Rewrite every line from the one containing "Indicate the red maple" through the last of the lines below, requests included. Multiply each x and y coordinate in the answers by 1.9 and round to a whole number, with halves rounding up. Leave the numbers in the requests and their format samples unchanged.

Material for the task.
--------------------
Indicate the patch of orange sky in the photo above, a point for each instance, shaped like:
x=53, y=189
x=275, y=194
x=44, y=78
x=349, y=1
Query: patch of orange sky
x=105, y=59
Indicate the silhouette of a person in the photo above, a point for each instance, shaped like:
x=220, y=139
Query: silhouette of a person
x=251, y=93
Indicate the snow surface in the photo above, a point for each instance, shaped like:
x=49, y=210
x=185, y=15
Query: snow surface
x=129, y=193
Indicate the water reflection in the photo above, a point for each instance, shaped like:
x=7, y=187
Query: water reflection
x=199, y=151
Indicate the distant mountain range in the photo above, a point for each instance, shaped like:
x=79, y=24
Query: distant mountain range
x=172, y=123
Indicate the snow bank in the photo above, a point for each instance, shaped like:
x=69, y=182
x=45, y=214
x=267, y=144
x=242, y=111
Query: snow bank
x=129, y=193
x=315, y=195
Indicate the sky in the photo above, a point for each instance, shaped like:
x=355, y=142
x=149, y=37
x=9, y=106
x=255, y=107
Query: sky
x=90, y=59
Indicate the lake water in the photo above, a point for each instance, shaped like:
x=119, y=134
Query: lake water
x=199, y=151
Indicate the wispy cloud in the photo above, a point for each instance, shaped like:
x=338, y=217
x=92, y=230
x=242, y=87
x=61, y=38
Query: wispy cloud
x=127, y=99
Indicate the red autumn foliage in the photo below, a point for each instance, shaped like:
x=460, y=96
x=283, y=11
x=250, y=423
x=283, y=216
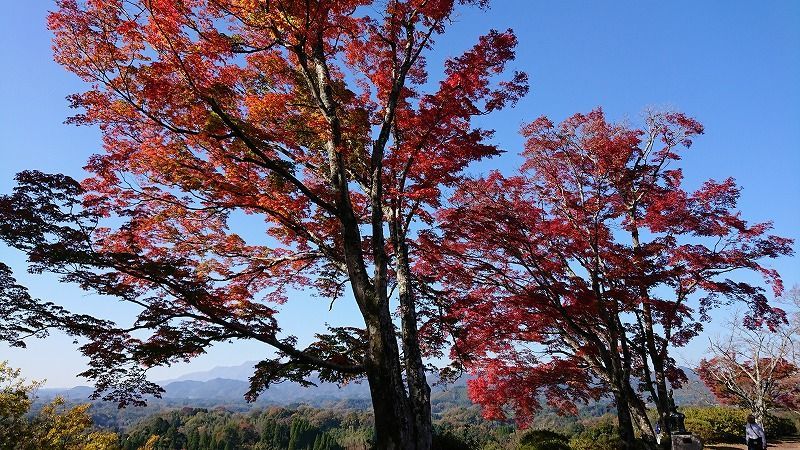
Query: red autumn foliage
x=585, y=268
x=312, y=115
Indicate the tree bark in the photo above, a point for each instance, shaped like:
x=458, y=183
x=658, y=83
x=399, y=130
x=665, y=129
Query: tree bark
x=394, y=421
x=419, y=391
x=626, y=431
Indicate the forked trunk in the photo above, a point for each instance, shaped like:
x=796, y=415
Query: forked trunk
x=625, y=419
x=394, y=419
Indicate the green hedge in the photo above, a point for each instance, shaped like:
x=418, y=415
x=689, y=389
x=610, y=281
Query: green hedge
x=544, y=440
x=601, y=437
x=724, y=424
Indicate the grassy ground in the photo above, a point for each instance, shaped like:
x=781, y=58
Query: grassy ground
x=786, y=444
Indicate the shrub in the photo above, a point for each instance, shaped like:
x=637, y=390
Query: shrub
x=716, y=424
x=543, y=440
x=604, y=436
x=777, y=426
x=702, y=429
x=447, y=440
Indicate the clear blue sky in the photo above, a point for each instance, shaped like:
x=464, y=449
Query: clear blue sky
x=734, y=65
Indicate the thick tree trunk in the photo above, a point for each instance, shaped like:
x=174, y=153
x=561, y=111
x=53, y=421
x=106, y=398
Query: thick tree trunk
x=394, y=419
x=418, y=389
x=626, y=431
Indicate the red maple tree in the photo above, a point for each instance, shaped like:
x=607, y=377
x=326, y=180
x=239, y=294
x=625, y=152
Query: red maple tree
x=313, y=115
x=755, y=368
x=583, y=270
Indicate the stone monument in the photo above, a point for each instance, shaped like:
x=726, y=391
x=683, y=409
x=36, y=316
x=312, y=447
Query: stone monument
x=681, y=439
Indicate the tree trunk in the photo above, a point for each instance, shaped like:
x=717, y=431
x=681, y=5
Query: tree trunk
x=626, y=431
x=394, y=420
x=418, y=389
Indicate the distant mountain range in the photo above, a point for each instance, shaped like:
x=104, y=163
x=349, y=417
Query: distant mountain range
x=227, y=385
--------------------
Completed task.
Indicate the red maple tree in the photo above, a point for each instance, shaped like:
x=607, y=377
x=326, y=180
x=239, y=294
x=625, y=152
Query: red maple tree
x=595, y=219
x=1435, y=699
x=1108, y=513
Indicate the stone monument in the photo above, a point for each instance, shaped like:
x=726, y=391
x=683, y=409
x=36, y=316
x=312, y=447
Query: stone monument
x=1294, y=834
Indicate the tree trunk in the photo above, a point for each instance, shaped like:
x=717, y=431
x=681, y=5
Query: tree trunk
x=1189, y=819
x=749, y=798
x=794, y=739
Indicate the distant mountain range in the photo above, a point for each instance, shaped like:
x=104, y=163
x=349, y=417
Query: distant mountain range
x=431, y=732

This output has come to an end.